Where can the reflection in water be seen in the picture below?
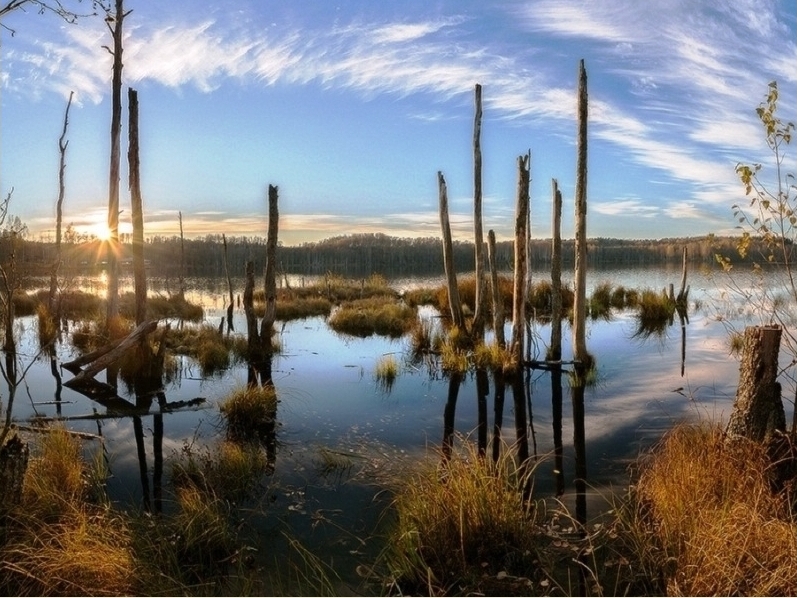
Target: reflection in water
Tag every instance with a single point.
(482, 390)
(454, 383)
(498, 413)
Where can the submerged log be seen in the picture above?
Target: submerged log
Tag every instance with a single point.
(758, 412)
(110, 354)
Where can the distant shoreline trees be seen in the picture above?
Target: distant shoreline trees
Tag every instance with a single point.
(360, 255)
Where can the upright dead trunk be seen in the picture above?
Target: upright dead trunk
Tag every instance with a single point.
(498, 303)
(580, 299)
(252, 336)
(271, 269)
(454, 304)
(556, 273)
(229, 285)
(182, 257)
(134, 177)
(54, 303)
(519, 287)
(478, 233)
(758, 408)
(114, 22)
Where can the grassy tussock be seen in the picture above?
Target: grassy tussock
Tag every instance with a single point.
(58, 541)
(708, 520)
(378, 315)
(206, 345)
(461, 521)
(248, 411)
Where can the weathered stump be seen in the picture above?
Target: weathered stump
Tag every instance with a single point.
(758, 408)
(13, 464)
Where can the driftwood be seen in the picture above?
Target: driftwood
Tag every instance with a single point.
(580, 298)
(112, 354)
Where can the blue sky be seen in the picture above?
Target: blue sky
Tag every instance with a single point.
(352, 108)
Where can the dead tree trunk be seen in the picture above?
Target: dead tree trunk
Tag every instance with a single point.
(114, 22)
(137, 208)
(519, 287)
(182, 257)
(252, 336)
(758, 408)
(556, 274)
(498, 304)
(478, 315)
(270, 282)
(54, 302)
(229, 285)
(580, 300)
(454, 304)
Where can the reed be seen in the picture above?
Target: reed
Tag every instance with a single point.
(708, 521)
(377, 315)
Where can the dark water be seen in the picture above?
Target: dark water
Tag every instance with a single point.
(330, 400)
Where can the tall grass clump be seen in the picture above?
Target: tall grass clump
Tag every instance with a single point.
(461, 522)
(248, 411)
(59, 540)
(708, 521)
(378, 315)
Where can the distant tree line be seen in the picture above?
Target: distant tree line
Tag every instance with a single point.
(359, 255)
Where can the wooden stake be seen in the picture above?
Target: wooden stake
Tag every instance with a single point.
(270, 282)
(457, 317)
(519, 288)
(580, 299)
(478, 317)
(498, 304)
(556, 273)
(134, 179)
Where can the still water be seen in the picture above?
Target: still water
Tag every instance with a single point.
(330, 400)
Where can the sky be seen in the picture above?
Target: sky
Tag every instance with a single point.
(352, 108)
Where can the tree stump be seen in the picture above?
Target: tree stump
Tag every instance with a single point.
(13, 464)
(758, 408)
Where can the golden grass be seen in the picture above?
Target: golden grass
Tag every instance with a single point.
(461, 520)
(377, 315)
(248, 410)
(708, 520)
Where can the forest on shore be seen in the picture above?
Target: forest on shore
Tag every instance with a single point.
(363, 254)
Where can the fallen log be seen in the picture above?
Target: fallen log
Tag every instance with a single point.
(113, 354)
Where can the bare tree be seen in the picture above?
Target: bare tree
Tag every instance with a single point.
(114, 20)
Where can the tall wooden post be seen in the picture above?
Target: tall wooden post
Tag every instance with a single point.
(134, 179)
(454, 304)
(478, 316)
(556, 273)
(519, 287)
(580, 300)
(270, 282)
(498, 304)
(114, 22)
(54, 303)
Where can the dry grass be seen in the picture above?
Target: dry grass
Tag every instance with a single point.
(58, 541)
(460, 523)
(248, 411)
(708, 521)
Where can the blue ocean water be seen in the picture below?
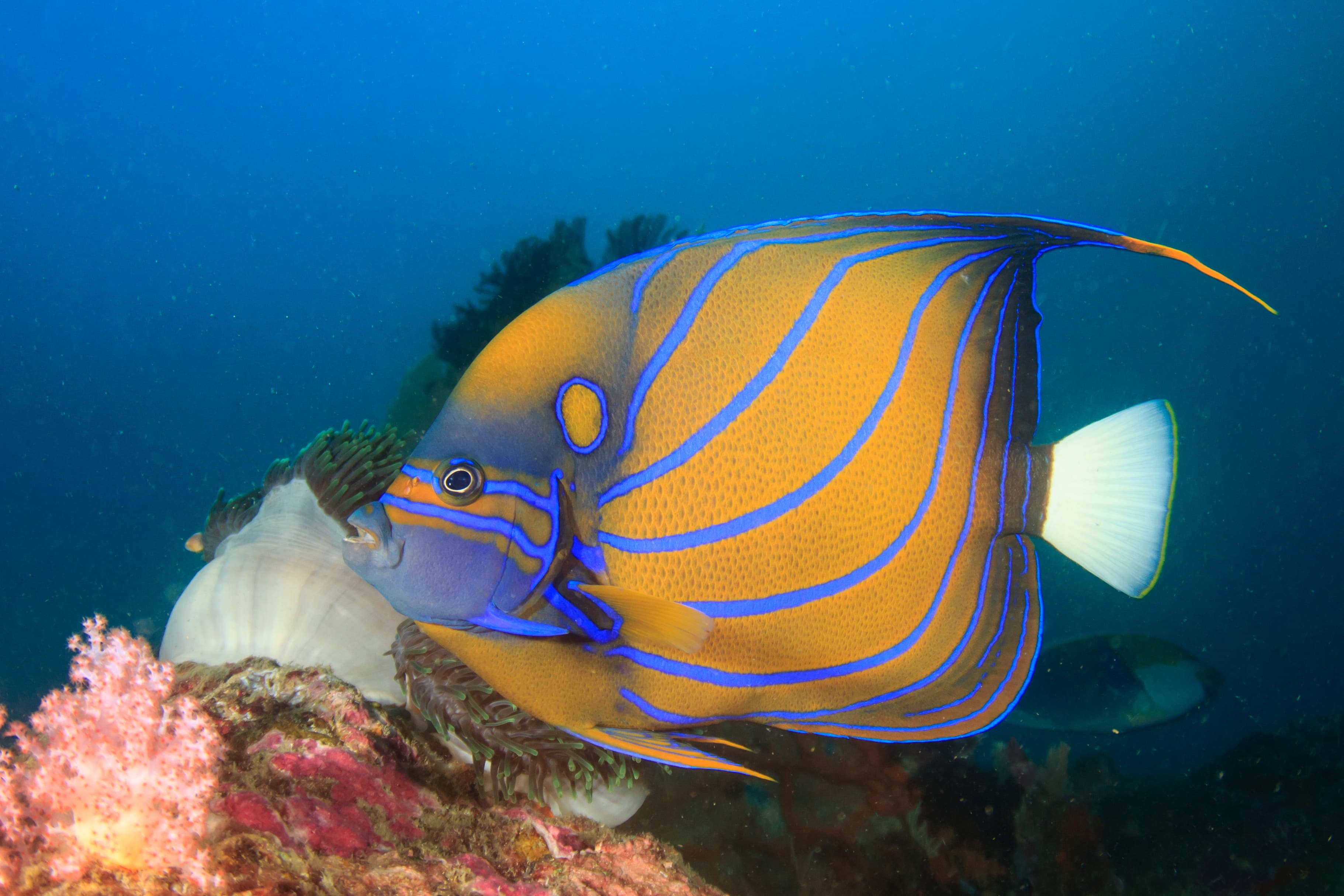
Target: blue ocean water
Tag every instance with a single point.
(225, 228)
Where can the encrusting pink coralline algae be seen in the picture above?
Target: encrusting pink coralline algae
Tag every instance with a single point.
(112, 773)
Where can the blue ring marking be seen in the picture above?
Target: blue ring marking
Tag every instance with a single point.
(762, 378)
(701, 293)
(788, 600)
(496, 621)
(470, 522)
(772, 718)
(560, 414)
(760, 680)
(777, 508)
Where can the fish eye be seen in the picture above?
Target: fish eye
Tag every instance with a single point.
(461, 481)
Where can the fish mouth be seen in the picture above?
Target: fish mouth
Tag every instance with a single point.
(363, 536)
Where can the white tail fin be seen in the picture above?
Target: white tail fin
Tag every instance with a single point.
(1111, 496)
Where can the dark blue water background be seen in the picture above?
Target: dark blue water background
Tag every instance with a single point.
(228, 226)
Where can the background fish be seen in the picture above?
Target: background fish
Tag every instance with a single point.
(781, 473)
(1115, 683)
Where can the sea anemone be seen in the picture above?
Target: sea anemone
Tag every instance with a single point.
(276, 584)
(514, 750)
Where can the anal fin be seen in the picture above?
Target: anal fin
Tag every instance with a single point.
(663, 747)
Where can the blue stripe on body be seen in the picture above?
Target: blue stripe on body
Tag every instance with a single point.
(759, 680)
(642, 284)
(775, 718)
(738, 232)
(820, 480)
(1012, 406)
(701, 293)
(762, 378)
(1003, 617)
(759, 606)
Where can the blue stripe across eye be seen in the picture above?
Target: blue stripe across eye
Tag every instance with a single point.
(470, 522)
(795, 499)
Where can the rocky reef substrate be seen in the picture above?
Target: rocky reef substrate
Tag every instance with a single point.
(323, 792)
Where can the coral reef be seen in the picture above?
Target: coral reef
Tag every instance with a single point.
(113, 773)
(322, 792)
(279, 586)
(853, 817)
(847, 817)
(522, 277)
(642, 233)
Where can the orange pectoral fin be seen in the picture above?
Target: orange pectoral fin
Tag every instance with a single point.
(664, 749)
(655, 621)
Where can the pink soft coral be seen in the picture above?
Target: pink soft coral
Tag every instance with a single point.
(113, 774)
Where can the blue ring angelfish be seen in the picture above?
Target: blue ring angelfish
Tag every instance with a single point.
(581, 410)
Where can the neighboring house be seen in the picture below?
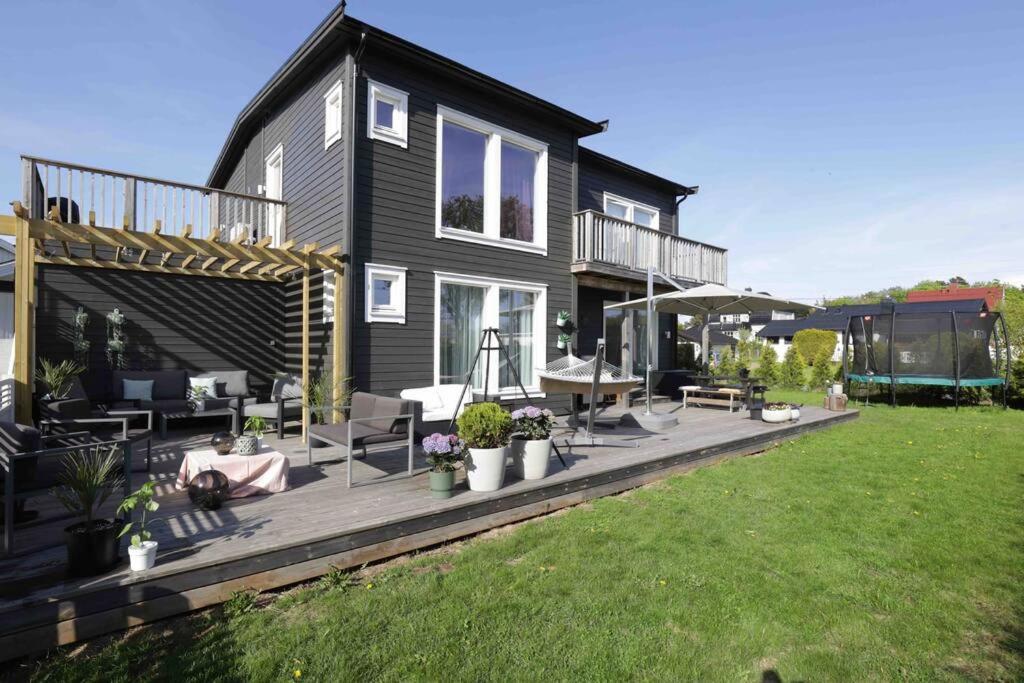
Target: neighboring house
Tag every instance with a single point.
(463, 204)
(992, 295)
(718, 341)
(779, 333)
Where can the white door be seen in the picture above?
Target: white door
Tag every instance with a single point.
(274, 187)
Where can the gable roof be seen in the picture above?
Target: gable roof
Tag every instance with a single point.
(589, 156)
(338, 29)
(836, 317)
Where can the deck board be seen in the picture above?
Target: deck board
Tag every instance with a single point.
(292, 536)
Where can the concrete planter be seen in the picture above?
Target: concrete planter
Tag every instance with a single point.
(530, 458)
(485, 468)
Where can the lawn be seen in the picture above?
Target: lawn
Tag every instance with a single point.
(887, 548)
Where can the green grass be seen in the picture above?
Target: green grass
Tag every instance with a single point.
(887, 548)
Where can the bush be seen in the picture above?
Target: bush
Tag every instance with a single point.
(822, 373)
(768, 369)
(812, 343)
(484, 426)
(793, 370)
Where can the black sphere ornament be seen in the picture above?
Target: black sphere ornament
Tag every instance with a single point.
(222, 442)
(208, 489)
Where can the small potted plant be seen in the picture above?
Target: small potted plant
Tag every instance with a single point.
(531, 441)
(88, 478)
(776, 413)
(142, 551)
(485, 429)
(443, 455)
(248, 443)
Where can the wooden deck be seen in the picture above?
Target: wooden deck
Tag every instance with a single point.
(271, 541)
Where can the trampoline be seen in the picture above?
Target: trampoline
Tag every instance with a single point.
(943, 348)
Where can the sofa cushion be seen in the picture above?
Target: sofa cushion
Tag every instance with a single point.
(166, 383)
(287, 386)
(136, 389)
(229, 382)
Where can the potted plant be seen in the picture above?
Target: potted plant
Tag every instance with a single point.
(531, 441)
(142, 551)
(57, 377)
(485, 428)
(88, 478)
(776, 413)
(248, 443)
(443, 455)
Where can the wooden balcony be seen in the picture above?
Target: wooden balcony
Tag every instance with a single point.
(110, 199)
(607, 246)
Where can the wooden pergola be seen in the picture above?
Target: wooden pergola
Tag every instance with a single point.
(50, 242)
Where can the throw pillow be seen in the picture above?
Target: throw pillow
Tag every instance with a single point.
(137, 389)
(201, 388)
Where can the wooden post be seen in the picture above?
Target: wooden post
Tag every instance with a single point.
(305, 351)
(339, 346)
(25, 307)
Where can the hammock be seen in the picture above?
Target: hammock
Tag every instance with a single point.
(572, 375)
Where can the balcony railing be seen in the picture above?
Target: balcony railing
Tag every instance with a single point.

================================

Repeat exactly the lines from the one containing "Where can the potted" through the last line of the records above, both included, and nothing else.

Where can the potted plant be seen in the picture above?
Target: potted plant
Tag every instance with a single point.
(531, 441)
(142, 551)
(57, 377)
(485, 428)
(88, 478)
(776, 413)
(248, 443)
(443, 455)
Where can the wooden balcony be seen in the picture above?
Target: wooden balcony
Tag every instance with a single point.
(110, 199)
(607, 246)
Where can the wooden pergola be seen in the picture above?
Target: wooden pergola
Tag every instance with a single point.
(50, 242)
Where can the throw pillow be seen in the picture above?
Target: throw pillow
Tag every instance with a single point.
(137, 389)
(201, 388)
Where can the wooden post be seen in the picture above?
Target: wooden post
Tag every instance with a single point.
(305, 351)
(339, 346)
(25, 307)
Where can the hammock be seen in the picture above?
Target: hammock
Tag every instance with a single point.
(572, 375)
Where can the balcony railing be seen in the picture above?
Target: balcony railing
Tag every instance with a single point.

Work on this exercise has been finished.